Brief: Copy the material below from the line containing "Spot the yellow" through the line containing "[(40, 341), (7, 324)]" as a numbered list, one line per item, leaving out blank lines.

>> START Source material

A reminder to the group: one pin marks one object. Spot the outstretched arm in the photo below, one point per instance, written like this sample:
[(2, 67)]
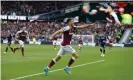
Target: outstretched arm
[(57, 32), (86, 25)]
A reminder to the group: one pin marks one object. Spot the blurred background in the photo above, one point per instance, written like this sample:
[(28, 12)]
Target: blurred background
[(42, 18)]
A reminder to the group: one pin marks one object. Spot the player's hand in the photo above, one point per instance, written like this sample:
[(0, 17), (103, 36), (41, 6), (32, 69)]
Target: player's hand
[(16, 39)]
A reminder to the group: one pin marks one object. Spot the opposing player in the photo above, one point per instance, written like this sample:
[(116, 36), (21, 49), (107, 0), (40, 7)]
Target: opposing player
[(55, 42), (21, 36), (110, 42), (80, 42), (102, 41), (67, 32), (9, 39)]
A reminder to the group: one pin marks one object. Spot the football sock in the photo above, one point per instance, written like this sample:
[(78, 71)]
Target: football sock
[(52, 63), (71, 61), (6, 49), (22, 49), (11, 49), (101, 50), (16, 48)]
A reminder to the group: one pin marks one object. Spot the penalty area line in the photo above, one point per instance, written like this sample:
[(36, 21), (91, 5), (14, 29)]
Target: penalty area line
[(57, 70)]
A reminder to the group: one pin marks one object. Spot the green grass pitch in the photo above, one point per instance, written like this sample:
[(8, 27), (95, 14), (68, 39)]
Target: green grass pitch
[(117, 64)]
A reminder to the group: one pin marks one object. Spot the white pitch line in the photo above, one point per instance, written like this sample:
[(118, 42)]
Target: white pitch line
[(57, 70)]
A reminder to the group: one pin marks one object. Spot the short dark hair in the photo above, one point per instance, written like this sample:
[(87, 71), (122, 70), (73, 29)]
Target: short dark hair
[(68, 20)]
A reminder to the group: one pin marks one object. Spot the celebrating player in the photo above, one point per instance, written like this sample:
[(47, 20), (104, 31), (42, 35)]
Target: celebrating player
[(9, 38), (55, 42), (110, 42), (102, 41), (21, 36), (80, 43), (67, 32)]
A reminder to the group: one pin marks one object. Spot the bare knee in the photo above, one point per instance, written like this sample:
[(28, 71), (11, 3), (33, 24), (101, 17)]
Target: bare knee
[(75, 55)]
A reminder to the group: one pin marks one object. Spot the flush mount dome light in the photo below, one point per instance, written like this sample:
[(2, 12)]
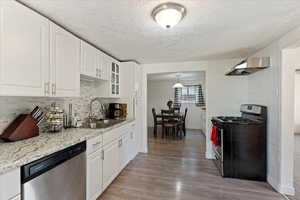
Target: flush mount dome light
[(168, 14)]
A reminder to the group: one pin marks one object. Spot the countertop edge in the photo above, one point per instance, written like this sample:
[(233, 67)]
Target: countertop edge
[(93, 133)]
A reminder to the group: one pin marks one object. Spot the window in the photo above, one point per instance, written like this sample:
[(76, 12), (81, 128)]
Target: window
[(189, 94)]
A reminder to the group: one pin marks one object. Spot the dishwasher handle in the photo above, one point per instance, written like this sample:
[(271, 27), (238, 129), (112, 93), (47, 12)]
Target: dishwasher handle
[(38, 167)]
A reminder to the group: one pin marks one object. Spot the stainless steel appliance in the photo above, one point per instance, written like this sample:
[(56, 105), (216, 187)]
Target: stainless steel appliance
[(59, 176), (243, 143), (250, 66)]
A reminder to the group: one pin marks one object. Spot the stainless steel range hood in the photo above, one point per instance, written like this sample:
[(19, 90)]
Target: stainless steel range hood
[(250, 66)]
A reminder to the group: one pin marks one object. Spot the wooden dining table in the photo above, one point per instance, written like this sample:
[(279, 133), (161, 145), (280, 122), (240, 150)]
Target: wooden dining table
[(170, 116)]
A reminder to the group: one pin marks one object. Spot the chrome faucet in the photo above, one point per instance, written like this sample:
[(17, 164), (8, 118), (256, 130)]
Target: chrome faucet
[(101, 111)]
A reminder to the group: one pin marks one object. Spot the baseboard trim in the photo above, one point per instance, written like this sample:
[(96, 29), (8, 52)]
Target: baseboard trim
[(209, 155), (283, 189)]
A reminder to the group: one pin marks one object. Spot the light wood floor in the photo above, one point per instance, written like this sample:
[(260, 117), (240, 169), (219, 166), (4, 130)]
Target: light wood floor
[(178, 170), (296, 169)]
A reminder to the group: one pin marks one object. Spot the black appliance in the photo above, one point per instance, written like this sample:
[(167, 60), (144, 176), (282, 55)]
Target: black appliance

>> END Source material
>> START Source material

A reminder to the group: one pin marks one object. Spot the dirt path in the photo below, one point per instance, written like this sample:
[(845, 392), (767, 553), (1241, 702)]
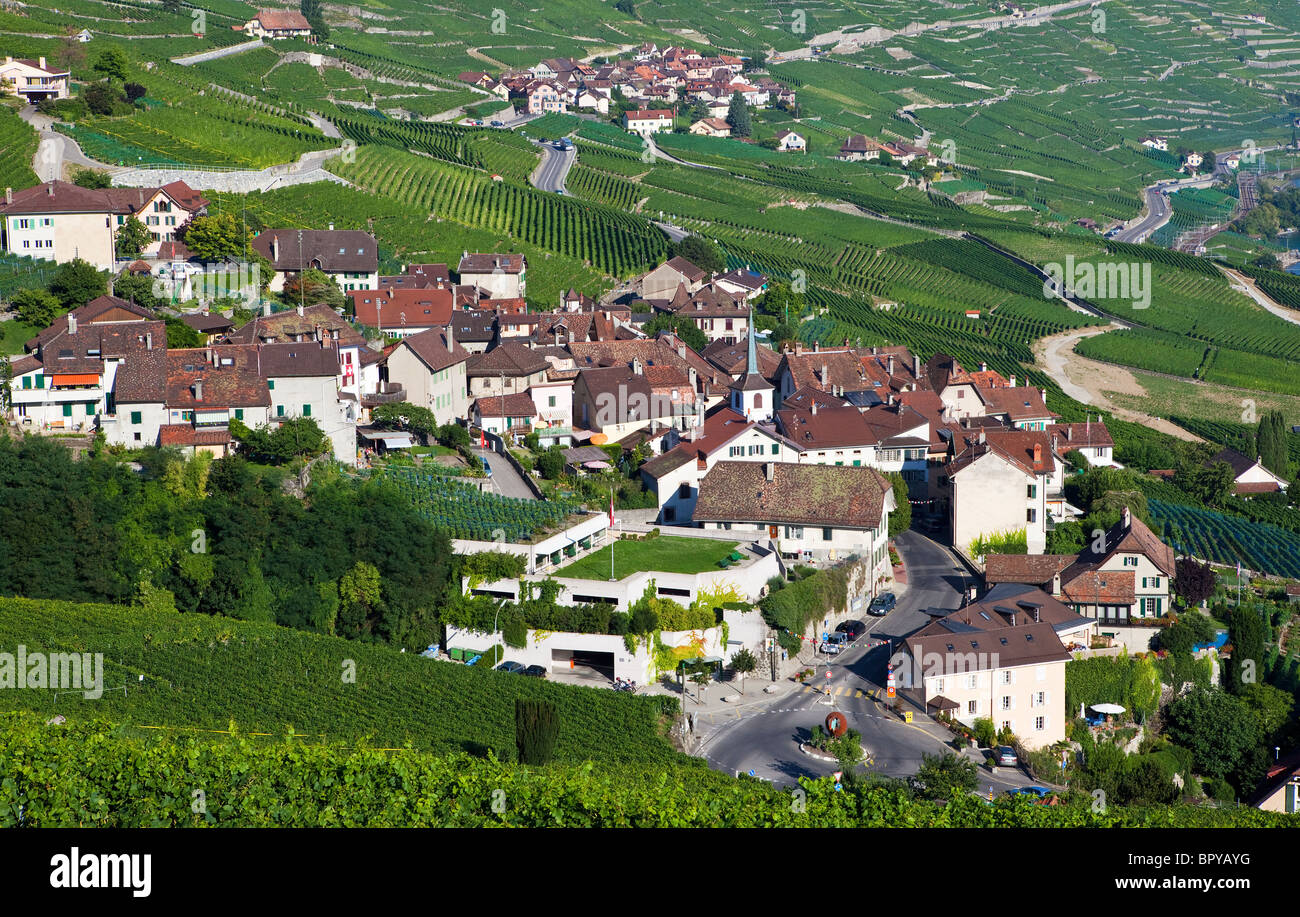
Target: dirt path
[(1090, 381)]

>> END Source material
>> START Source material

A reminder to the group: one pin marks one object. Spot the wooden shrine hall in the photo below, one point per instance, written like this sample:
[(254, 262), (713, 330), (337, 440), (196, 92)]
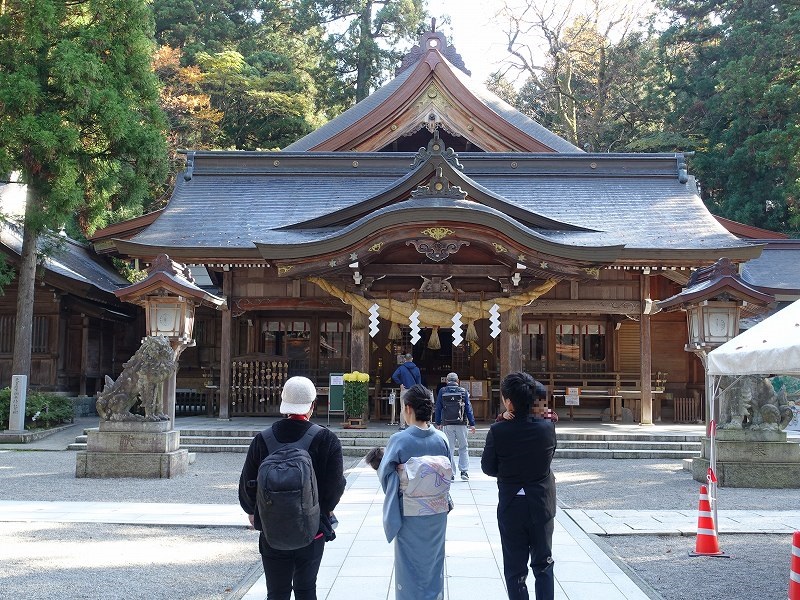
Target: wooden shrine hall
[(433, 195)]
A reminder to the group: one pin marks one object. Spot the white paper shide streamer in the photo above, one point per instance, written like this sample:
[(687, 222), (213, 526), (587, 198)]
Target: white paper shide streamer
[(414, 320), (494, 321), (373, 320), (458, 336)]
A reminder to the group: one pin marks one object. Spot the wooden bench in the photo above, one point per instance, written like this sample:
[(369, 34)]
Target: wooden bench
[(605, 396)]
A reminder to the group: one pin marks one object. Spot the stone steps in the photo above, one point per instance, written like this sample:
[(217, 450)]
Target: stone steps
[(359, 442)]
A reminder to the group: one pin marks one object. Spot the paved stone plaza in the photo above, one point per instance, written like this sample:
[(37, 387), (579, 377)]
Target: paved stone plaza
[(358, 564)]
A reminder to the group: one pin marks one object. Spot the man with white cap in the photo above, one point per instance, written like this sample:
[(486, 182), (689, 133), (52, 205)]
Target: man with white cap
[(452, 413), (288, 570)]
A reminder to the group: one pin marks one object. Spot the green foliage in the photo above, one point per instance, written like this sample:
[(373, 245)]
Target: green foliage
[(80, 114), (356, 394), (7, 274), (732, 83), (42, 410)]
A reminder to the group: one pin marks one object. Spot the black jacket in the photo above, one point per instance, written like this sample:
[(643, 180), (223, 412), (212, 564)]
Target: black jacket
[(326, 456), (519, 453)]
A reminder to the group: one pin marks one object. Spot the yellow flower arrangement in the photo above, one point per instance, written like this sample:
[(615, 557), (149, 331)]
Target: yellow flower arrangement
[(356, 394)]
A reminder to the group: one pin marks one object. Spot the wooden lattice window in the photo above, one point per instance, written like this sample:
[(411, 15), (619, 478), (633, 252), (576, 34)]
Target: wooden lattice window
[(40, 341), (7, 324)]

>> END Source material

Complete output:
1. A reminder to the group: one pin marks one object. Spot the yellow flower arrangement in the photo above, one point per instance, written like this sample:
2. [(615, 557), (149, 331)]
3. Target: yellow flower arrangement
4. [(356, 394)]
5. A reminder to the group: one pin marks one object. Spot the wooden lattice window in the photo above, one point per instance, written like this sample:
6. [(411, 15), (619, 478), (633, 252), (576, 34)]
7. Target: wooden lattice window
8. [(40, 341), (7, 324)]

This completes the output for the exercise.